Interview with Raymond Lai Co-Founder, CTO of Mitterra Ecommerce Solutions and Author of This is Professional Services

Published on Mar 9, 2018

6 min read

image for Interview with Raymond Lai Co-Founder, CTO of Mitterra Ecommerce Solutions and Author of This is Professional Services

Location: Toronto, Canada
Current role: Co-Founder, CTO of Mitterra Ecommerce Solutions and Author of This is Professional Services blog

What is your background and how did you get into management?

I’ve always been a people person. My academic background is a blend of business and tech tech: mathematics, information sciences, and organizational theory, though I contribute my multi-disciplinary background to a complete lack of focus. I just couldn’t choose so I decided to do them all.

My entry into a coaching/management role was really out of necessity. At the time my team had a revolving door or non-technical managers who were assigned to our technical team. It was hurting the team, as these people really had no idea what we were doing, and by extension, what we should aspire to do. I decided to gradually take over more and more of the team leadership responsibilities over time until someone decided to make it official. It was either continue to bare the terribleness of poor leadership or learn as I go. I chose the latter.

What are the biggest challenges you face?

The biggest challenge I face is really myself. A lot of the time I step back and question if what I’m doing is leadership, and what I should be doing to really benefit and lead the team. That mentality has paralized myself a many times, and I found the most effective way to beat that funk is to reach out to my mentors and peers to just talk things out. Sometimes I get inspired, others I feel validated, but 100% of the time I find myself ready to tackle the next challenge.

What is my approach to hiring?

Fit over skills, definitely (https://www.thisisprofessionalservices.com/the-ps-guide/2017/11/15/look-for-fit-and-drive-instead-of-skillsets). Every organization has a scorecard of barebones skills, but I find that when push comes to shove, skills can be learned by anyone who has the drive to. I have a couple of litmus tests, but the “after work social” test is something I personally believe in: If I don’t mind spending an hour or two (or more!) after work with a person engaged in lively conversation, then that’s a person I think I’ll have fun working with. If that person can join in on an after-work social with the team, then that’s a person I think the team will enjoy working with. A professionally cultural fit with the team is essential to having a cohesive team that has the drive to do great things (https://www.thisisprofessionalservices.com/the-ps-guide/2017/8/17/3-reasons-to-build-a-cohesive-ps-team).
════
PARTS OF THE EXERCISE |
1 > According to the interview, what does Raymond Lai prioritize when hiring?
2 > Echo, word for word, the stretch of the interview from "What are the" through "approach to hiring?".

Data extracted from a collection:
════
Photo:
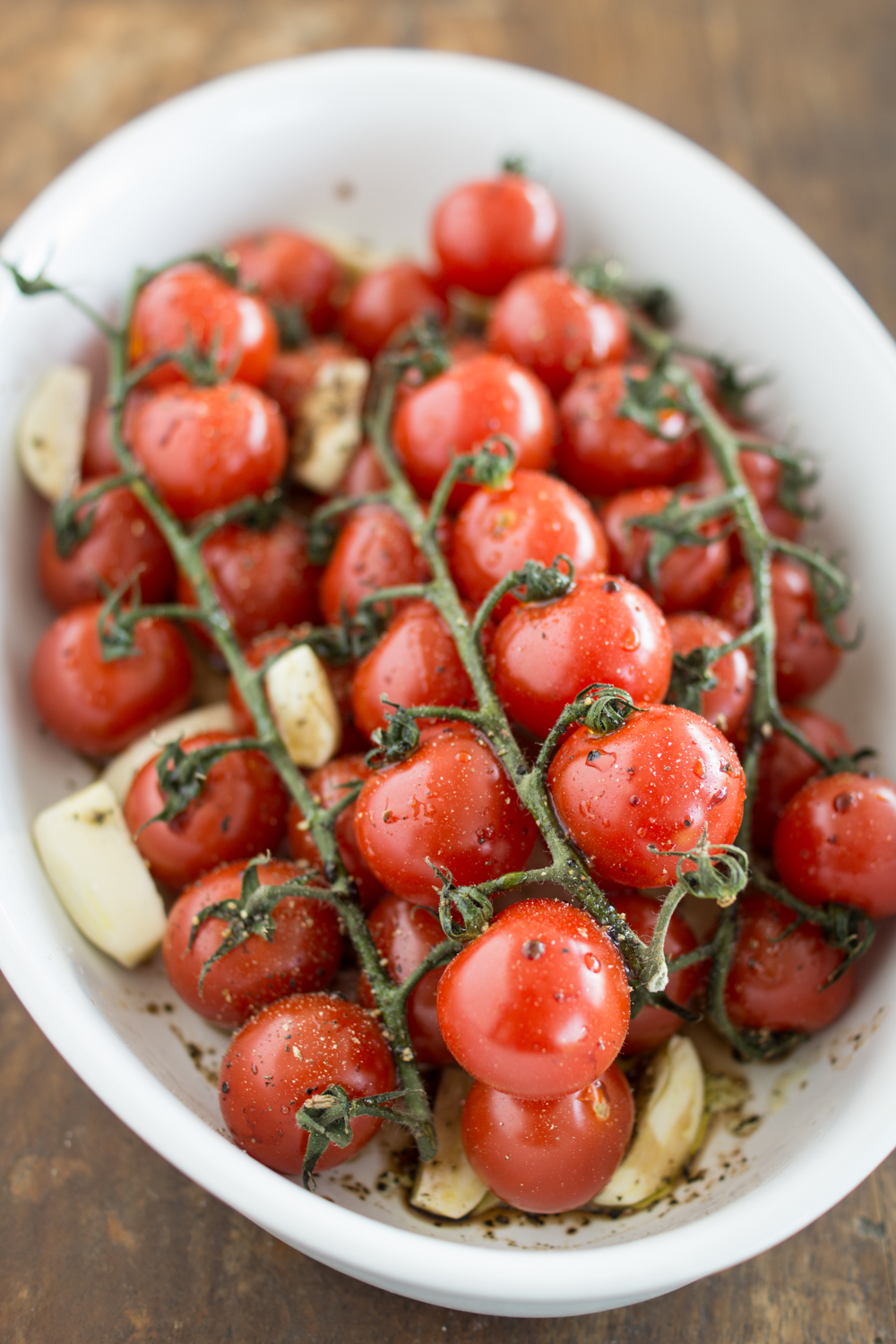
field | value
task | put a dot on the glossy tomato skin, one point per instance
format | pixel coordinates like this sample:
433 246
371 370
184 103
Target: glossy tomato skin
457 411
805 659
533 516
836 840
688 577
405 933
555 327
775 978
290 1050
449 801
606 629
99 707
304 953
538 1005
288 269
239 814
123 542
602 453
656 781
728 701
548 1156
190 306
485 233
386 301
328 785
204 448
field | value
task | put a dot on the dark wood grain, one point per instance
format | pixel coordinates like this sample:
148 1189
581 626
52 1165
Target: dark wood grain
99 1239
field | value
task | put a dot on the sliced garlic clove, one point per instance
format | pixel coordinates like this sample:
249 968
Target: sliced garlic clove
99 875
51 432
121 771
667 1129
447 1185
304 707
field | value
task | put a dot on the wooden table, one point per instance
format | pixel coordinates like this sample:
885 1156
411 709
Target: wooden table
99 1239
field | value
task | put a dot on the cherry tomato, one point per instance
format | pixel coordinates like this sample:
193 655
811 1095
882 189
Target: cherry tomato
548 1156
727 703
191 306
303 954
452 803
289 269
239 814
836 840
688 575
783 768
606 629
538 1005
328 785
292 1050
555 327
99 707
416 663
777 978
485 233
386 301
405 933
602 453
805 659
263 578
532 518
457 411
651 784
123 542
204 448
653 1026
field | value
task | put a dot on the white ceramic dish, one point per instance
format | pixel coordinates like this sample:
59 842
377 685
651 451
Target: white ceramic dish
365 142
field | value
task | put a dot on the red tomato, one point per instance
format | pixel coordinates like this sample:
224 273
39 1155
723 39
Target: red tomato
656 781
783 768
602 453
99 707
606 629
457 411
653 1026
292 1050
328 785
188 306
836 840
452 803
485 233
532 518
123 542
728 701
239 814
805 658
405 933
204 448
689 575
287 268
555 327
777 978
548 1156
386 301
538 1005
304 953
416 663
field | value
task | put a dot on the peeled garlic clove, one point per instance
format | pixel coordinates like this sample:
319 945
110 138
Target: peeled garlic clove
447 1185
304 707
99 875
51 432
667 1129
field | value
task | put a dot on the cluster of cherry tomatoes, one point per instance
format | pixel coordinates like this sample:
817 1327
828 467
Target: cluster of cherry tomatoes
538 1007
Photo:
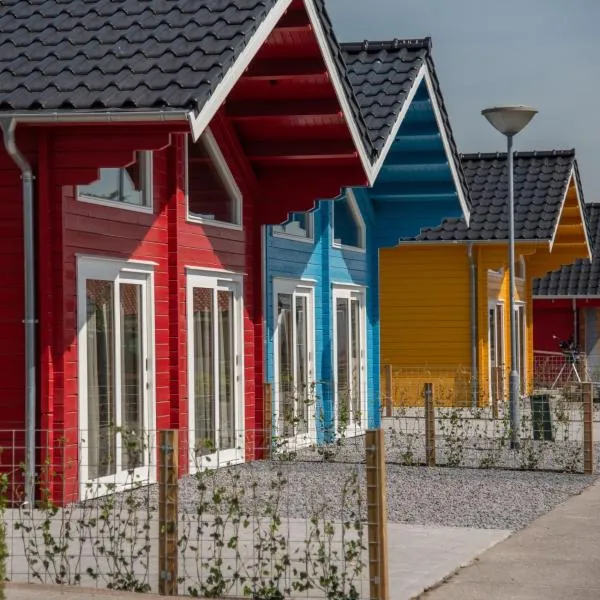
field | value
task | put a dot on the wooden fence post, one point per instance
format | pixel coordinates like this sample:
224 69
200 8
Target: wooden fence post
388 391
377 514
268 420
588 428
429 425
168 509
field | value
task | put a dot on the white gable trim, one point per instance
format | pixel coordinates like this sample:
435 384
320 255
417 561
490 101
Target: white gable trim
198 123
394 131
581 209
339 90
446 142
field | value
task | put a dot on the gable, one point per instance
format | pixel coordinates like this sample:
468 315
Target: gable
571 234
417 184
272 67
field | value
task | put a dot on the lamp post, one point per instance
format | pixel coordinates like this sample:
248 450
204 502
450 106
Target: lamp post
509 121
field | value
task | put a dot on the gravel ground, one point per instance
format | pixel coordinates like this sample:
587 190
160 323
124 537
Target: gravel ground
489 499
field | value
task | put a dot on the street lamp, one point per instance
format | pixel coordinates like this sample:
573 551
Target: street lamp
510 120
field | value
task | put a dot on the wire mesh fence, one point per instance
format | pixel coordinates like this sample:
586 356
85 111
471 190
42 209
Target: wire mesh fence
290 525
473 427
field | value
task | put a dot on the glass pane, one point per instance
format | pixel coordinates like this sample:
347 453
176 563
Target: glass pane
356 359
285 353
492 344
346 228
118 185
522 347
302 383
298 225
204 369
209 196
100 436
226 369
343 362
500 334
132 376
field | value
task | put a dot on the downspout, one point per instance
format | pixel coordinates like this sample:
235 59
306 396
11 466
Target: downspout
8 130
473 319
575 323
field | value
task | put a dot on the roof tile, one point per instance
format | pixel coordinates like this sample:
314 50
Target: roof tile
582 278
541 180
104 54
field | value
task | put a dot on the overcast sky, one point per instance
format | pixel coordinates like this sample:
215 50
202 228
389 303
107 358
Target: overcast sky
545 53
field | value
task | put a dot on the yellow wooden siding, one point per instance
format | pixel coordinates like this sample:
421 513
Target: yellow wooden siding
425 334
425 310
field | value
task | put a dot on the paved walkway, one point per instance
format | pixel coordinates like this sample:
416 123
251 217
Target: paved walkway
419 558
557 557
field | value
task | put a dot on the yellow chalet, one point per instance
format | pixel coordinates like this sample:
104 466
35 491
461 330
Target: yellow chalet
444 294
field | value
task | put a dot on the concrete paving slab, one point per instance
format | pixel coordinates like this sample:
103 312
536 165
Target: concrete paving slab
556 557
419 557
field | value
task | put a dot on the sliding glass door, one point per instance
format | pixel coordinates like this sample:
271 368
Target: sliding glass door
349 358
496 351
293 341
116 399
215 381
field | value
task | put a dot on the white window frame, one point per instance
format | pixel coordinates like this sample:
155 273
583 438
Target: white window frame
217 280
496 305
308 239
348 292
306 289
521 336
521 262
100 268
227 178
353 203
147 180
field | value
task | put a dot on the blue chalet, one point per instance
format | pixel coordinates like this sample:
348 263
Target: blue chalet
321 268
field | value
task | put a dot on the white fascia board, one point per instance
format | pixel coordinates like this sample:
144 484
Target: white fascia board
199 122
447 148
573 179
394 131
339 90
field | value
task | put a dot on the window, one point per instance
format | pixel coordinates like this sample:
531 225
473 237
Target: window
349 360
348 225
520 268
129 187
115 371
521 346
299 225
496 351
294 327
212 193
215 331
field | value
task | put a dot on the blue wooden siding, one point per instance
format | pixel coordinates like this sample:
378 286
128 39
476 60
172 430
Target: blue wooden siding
════
ANSWERS BELOW |
1 > Fit over skills.

2 >
What are the biggest challenges you face?

The biggest challenge I face is really myself. A lot of the time I step back and question if what I’m doing is leadership, and what I should be doing to really benefit and lead the team. That mentality has paralized myself a many times, and I found the most effective way to beat that funk is to reach out to my mentors and peers to just talk things out. Sometimes I get inspired, others I feel validated, but 100% of the time I find myself ready to tackle the next challenge.

What is my approach to hiring?